## Text segment
--
It is not coincidental that at the same time as the U.C.S.C. crime, The Society for Photographic Education’s “learned” journal, Exposure, published—in two different issues—defamatory and libelous articles accusing me of many of the culture crimes conjured years later by Nikki Craft, at Andrea Dworkin’s behest. The U.C.S.C. event was a pre-Borking—a destructive tactic the left would perfect in the coming years (have a look at “The Source of Anita Hill’s Coke Can Hair”). In 1978, two years prior to being vilified in “Exposure,” I was fẻted by the S.P.E. as its featured photographer at their national convention, in Asilomar, CA.

Destroying a $3.95 offset portfolio ten years after its publication was the pathological act of someone who desperately wanted to do anything to be noticed. My needling the radical left motivated Kraft’s crime. It had nothing to do with pornography. I never again joined the SPE, and avoid contact with this tribe of lefties. Henry Kissinger had it right when he said, “University politics are vicious precisely because the stakes are so small.” (For a third person’s opinion, read the third short in Clive Sinclair’s book, “Bedbugs”}.

K.M.: Do you miss that celebrity and controversy from early in your career or was it mostly a hassle?
--
## Task list
- a) For each statement about the interview passage, answer yes or no and quote the words of the passage that decide it: (i) The speaker was the S.P.E.'s featured photographer at its national convention in Asilomar, CA. (ii) The speaker later rejoined the SPE. (iii) The passage attributes the remark about university politics to Henry Kissinger.
- b) Print the portion of the interview passage that starts at the words "It is not coincidental" and stops after the words "in Asilomar, CA.".

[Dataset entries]
--
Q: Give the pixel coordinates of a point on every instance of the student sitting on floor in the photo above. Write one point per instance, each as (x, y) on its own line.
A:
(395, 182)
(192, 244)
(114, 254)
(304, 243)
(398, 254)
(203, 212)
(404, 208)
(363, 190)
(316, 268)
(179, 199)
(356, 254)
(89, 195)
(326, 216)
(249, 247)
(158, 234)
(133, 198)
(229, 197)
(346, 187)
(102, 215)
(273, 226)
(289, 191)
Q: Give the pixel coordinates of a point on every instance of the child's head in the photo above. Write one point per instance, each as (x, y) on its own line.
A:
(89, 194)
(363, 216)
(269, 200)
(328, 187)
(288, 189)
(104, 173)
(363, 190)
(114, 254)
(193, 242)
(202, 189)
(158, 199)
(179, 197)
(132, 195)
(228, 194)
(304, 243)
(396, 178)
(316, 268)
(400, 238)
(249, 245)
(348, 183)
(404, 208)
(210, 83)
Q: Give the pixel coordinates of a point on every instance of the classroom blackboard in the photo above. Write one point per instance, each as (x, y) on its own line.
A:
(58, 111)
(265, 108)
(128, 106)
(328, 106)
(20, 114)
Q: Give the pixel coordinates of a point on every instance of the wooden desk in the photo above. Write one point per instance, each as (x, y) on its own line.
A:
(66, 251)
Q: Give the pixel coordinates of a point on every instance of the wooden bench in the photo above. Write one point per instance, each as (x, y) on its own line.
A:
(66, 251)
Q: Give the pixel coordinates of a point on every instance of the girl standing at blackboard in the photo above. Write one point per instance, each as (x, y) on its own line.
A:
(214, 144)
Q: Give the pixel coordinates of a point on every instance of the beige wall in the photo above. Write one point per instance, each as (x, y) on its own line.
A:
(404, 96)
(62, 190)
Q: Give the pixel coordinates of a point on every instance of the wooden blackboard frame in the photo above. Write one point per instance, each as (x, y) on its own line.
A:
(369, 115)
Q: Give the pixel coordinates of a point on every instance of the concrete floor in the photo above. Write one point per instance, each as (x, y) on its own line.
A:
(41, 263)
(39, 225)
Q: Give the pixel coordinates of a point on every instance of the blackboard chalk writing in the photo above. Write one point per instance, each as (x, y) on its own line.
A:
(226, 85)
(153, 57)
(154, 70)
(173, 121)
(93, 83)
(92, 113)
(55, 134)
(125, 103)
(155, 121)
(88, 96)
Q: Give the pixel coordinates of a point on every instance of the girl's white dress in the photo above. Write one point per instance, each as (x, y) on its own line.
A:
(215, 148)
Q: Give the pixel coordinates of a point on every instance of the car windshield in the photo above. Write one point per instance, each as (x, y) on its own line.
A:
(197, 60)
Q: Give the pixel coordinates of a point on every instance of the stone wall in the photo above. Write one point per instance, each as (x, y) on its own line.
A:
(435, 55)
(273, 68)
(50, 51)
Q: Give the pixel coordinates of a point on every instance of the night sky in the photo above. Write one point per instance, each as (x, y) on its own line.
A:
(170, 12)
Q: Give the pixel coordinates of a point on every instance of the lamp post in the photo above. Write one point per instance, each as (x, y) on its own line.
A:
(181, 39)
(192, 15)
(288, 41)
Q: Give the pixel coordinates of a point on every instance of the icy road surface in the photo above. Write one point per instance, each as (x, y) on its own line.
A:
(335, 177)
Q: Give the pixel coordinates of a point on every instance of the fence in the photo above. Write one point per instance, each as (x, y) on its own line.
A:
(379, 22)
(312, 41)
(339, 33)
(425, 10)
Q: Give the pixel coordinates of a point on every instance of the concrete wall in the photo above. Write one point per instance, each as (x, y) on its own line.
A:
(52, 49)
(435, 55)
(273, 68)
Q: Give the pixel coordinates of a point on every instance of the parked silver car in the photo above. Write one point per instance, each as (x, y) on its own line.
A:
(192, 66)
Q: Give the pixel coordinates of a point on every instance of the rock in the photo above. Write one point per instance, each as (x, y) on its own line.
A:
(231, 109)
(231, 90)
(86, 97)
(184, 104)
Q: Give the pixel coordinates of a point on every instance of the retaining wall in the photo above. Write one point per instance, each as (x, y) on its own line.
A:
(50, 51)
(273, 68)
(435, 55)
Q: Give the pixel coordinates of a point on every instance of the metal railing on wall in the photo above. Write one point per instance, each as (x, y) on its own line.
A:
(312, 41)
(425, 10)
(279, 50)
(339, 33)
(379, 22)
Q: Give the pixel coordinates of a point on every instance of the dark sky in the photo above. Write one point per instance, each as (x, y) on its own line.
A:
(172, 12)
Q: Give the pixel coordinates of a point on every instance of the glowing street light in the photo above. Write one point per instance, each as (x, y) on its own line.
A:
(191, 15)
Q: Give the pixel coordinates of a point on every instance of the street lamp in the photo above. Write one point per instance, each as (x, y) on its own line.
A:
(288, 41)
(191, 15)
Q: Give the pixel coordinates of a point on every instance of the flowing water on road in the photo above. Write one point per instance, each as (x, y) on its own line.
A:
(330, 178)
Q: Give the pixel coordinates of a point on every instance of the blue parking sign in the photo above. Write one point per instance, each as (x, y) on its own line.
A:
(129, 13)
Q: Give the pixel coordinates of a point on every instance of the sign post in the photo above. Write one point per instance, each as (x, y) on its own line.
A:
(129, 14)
--
## Answers in order
- a)
(i) Yes: "as its featured photographer at their national convention, in Asilomar, CA."
(ii) No: "I never again joined the SPE"
(iii) Yes: "Henry Kissinger had it right when he said, “University politics are vicious precisely because the stakes are so small.”"

- b)
It is not coincidental that at the same time as the U.C.S.C. crime, The Society for Photographic Education’s “learned” journal, Exposure, published—in two different issues—defamatory and libelous articles accusing me of many of the culture crimes conjured years later by Nikki Craft, at Andrea Dworkin’s behest. The U.C.S.C. event was a pre-Borking—a destructive tactic the left would perfect in the coming years (have a look at “The Source of Anita Hill’s Coke Can Hair”). In 1978, two years prior to being vilified in “Exposure,” I was fẻted by the S.P.E. as its featured photographer at their national convention, in Asilomar, CA.